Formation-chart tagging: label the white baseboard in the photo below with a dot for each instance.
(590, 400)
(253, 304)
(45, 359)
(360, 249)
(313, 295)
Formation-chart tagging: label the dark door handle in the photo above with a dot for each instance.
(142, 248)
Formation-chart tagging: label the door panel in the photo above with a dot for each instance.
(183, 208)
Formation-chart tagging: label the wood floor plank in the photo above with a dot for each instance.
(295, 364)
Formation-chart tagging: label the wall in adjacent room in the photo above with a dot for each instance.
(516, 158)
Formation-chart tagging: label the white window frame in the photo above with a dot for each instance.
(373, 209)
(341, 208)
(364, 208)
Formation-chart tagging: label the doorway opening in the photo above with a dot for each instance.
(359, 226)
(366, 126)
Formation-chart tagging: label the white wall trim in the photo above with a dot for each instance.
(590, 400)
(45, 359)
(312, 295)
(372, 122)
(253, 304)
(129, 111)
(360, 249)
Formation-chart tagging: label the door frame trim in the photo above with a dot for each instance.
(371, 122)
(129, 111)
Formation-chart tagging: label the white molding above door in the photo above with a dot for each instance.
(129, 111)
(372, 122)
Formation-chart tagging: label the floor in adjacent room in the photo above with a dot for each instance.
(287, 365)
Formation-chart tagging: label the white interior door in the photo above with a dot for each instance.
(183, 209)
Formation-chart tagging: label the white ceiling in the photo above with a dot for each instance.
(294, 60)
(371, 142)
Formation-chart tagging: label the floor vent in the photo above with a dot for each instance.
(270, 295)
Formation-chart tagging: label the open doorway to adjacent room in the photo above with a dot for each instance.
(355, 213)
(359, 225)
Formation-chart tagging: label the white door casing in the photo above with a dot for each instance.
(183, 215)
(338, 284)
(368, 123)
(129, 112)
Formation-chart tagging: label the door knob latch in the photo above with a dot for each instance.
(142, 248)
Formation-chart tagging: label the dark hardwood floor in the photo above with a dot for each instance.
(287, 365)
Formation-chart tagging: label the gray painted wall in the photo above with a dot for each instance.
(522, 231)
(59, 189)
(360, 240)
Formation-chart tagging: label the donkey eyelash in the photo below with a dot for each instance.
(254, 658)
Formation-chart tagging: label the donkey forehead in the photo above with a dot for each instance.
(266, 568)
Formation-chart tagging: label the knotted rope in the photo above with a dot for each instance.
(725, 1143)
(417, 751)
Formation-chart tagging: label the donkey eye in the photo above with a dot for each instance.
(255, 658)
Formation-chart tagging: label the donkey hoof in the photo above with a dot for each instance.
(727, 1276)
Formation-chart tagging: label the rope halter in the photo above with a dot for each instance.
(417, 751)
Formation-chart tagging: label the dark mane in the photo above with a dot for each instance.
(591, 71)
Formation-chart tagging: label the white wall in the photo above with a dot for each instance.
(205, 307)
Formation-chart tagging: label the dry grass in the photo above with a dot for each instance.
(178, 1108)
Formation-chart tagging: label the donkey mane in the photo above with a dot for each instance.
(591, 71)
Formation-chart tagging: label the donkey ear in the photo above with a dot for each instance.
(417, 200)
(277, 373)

[SHORT PROBLEM] Please rename "Formation-chart tagging" to "Point labeling" in every one of the records above and write them all out again, leaving everything else unchanged.

[OUTPUT FOR THIS TASK]
Point labeling: label the white baseboard in the photo below with a dot for each instance.
(590, 400)
(253, 304)
(45, 359)
(360, 249)
(313, 295)
Point labeling: label the dark door handle in the photo above with a dot for each instance.
(142, 248)
Point labeling: label the door panel in the photo above with a dot for each instance.
(183, 208)
Point labeling: label the wood floor plank in the photo above with a dot for each instance.
(295, 364)
Point labeling: label the wall in adjacent room in the photo above with a dot for each instance.
(516, 158)
Point labeling: label the white window frame in the photo above with a dot for each instance.
(373, 209)
(341, 208)
(364, 208)
Point labeling: label the doorway opening in the photo above with a dot for each instance.
(359, 226)
(366, 126)
Point labeling: label the white wall trim in the photo above with a dot for each instance.
(590, 400)
(45, 359)
(312, 295)
(372, 122)
(253, 304)
(129, 111)
(360, 249)
Point labeling: label the door frame trim in the photo above with a dot for each instance.
(371, 122)
(129, 111)
Point labeling: label the white molding above door in the photo above with a dot for each instance.
(129, 111)
(372, 122)
Point labeling: label the floor in adjacent room in the photo above with a dot for each instance.
(287, 365)
Point labeling: label the white interior door in the photo above with a dot for each instance.
(183, 209)
Point labeling: label the white ceiling in the photo above with a dot for each instance.
(294, 60)
(371, 142)
Point labeling: label the floor vent in the photo above with a dot for each instance.
(270, 295)
Point labeling: label the open doorway to adjacent room in the photo above with a dot for each instance.
(355, 213)
(359, 225)
Point labeling: label the white door casing in the photo above with a dot for each instance.
(183, 215)
(338, 284)
(368, 123)
(129, 112)
Point labeling: label the door knob latch in the photo above with a dot for each instance.
(142, 248)
Point labeling: label the dark hardwood floor in the photo above with a dot for each instance.
(287, 365)
Point labeling: label the gray painted wall in the photo above with a dot for each instance.
(522, 231)
(59, 189)
(360, 240)
Point labeling: label the donkey eyelash in the photo below with a dot for each instance.
(254, 658)
Point labeling: label the donkey forehead in the photo above with a dot for each instance.
(266, 568)
Point labeling: label the knotted rope in the photo above with a dot for each instance.
(725, 1143)
(417, 751)
Point labeling: label the donkey eye in the photo above with a dot for each instance.
(255, 658)
Point labeling: label the donkey hoof in the photo above with a dot for each instance.
(727, 1276)
Point labeling: label the rope halter in the photo above with a dot for each instance.
(417, 751)
Point labeling: label the dark mane in the photo above with a dot for each instance.
(591, 71)
Point labeling: label the white wall in the photo above with a dot for each instance.
(205, 307)
Point labeling: label the dry grass in the photo above with a dot for each instance.
(178, 1108)
Point labeling: label the donkey mane in the photo above with a dot for each instance.
(591, 71)
Point labeling: label the donkey ear in the photo above with a dot for each instance.
(417, 200)
(277, 373)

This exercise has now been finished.